> **ЧТО СДЕЛАТЬ**
(A) Какая доля мировых запасов природного газа приходится на Персидский залив, согласно тексту о Южном Кавказе?
(B) Процитируйте текст о Южном Кавказе, начиная со слов «Третье – это» и заканчивая словами «характерно для Грузии.».
(C) Продолжите текст о Южном Кавказе после его последнего предложения.

Азербайджан – это не второй Персидский залив, где запасы нефти составляют 56% всех мировых запасов, в то время как во всех странах-экспортерах этого энергосырья Каспийского региона (то есть Азербайджана вместе с Казахстаном, Узбекистаном, Туркменистаном) - 3,5%; в Персидском заливе содержится 40% мировых запасов природного газа, в означенных странах только 7%. Иное дело, что нефтегазовые ресурсы Каспийского региона рассматриваются не только как альтернатива российским поставкам углеводородов на мировые рынки, но и как резерв на будущее, которым смогут распорядиться в дальнейшем те, кто закрепиться в этом регионе.
Что касается потенциала Турции, претендующей сегодня на роль главного куратора экономических, энергетических и транзитных процессов на Южном Кавказе, то он несопоставим с возможностями Китая, стимулирующего рост Сингапура и многих государств ЮВА и успешно завоевывающего (экономически) пространство Центральной Азии. Европа, хотя и стремится диверсифицировать энергомаршруты, но все равно, в силу географии, ей выгоднее транспортировать нефть и газ через территорию России, что, собственно, в основном и происходит. Так что от роли своего рода «порубежья» России государствам Южного Кавказа избавиться довольно сложно в первую очередь в силу экономической зависимости, а также взаимозависимости от транзита энергоносителей. Нуждаются государства Южного Кавказа в России и для нейтрализации претензий на региональную гегемонию со стороны Турции или Ирана.
Другой ограничитель, препятствующий превращению Южного Кавказа в центр мировой политики, связан с проблемами безопасности. Южный Кавказ остается территорией с различными нерешенными конфликтами, что, с одной стороны, рождает соблазн, в том числе и со стороны нерегиональных сил (США и НАТО в первую очередь) поиграть на такой нестабильности, использовать существующие внутригосударственные и межгосударственные противоречия и споры для продвижения собственных стратегических интересов. Но такая неустойчивость обстановки на Южном Кавказе останавливает серьезные компании, традиционно сторонящиеся нестабильных зон, от массированного вложения в экономику региона своих капиталов – в отличие, например, от стран АСЕАН, где достигнут приемлемый уровень стабильности.
Третье – это избранная государствами региона экономическая и политическая стратегия, строящаяся на огромной зависимости от иностранной помощи, что особенно характерно для Грузии.
Вообще в целом Южный Кавказ - как и Центральная Азия, как и европейское СНГ - остается условно-политическим регионом.

> **СОБРАННЫЕ СВЕДЕНИЯ**
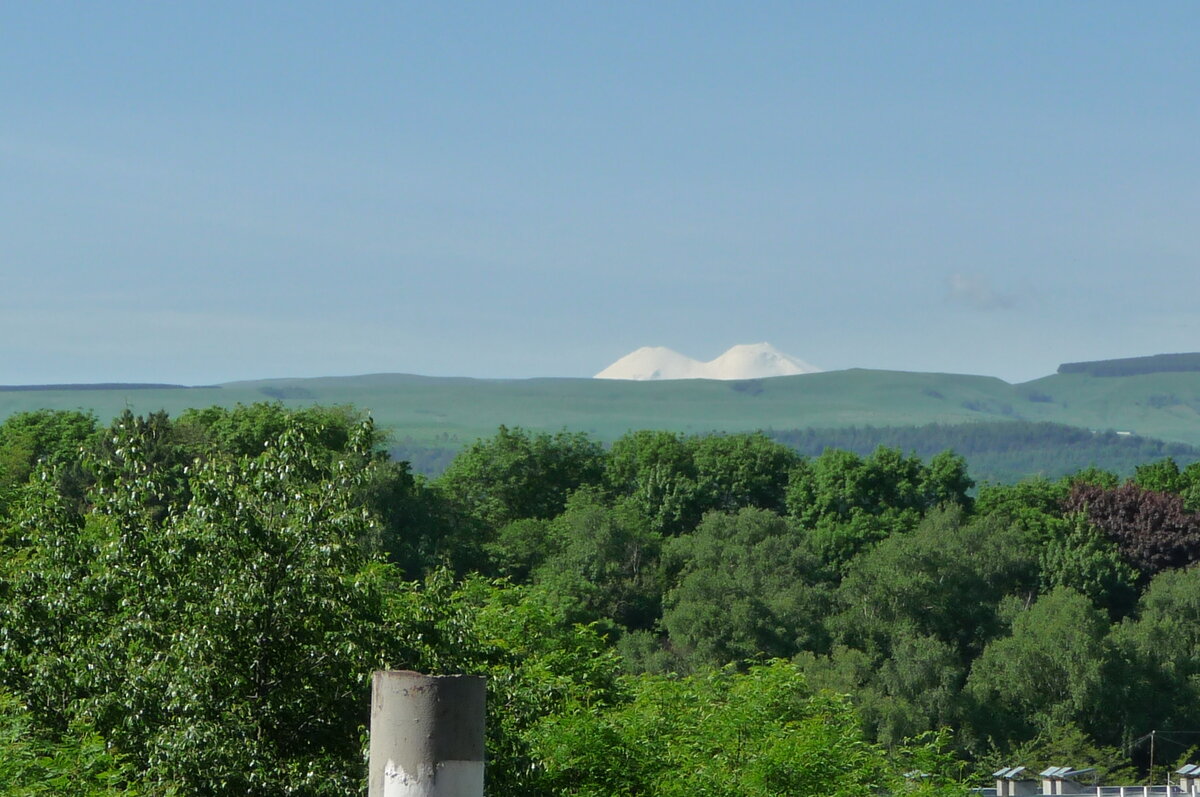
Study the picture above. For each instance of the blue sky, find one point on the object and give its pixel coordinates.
(204, 192)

> **РЕШЁННЫЕ ЗАДАЧИ**
(A) 40% мировых запасов природного газа.

(B)
Третье – это избранная государствами региона экономическая и политическая стратегия, строящаяся на огромной зависимости от иностранной помощи, что особенно характерно для Грузии.

(C)
Свои социально-экономические и политические проблемы, государства Кавказа решают, как правило, вне региона, поскольку внутри его географической зоны существуют жесткие двусторонние противоречия. Между государствами нет устойчивых трехсторонних экономических связей; различаются и сами векторы их экономического развития. Свою собственную безопасность они стремятся обеспечить не столько через формирование собственных внутрирегиональных институтов или же использование давно функционирующих в СНГ структур, сколько посредством установления связей с крупными игроками извне, в числе которых - НАТО.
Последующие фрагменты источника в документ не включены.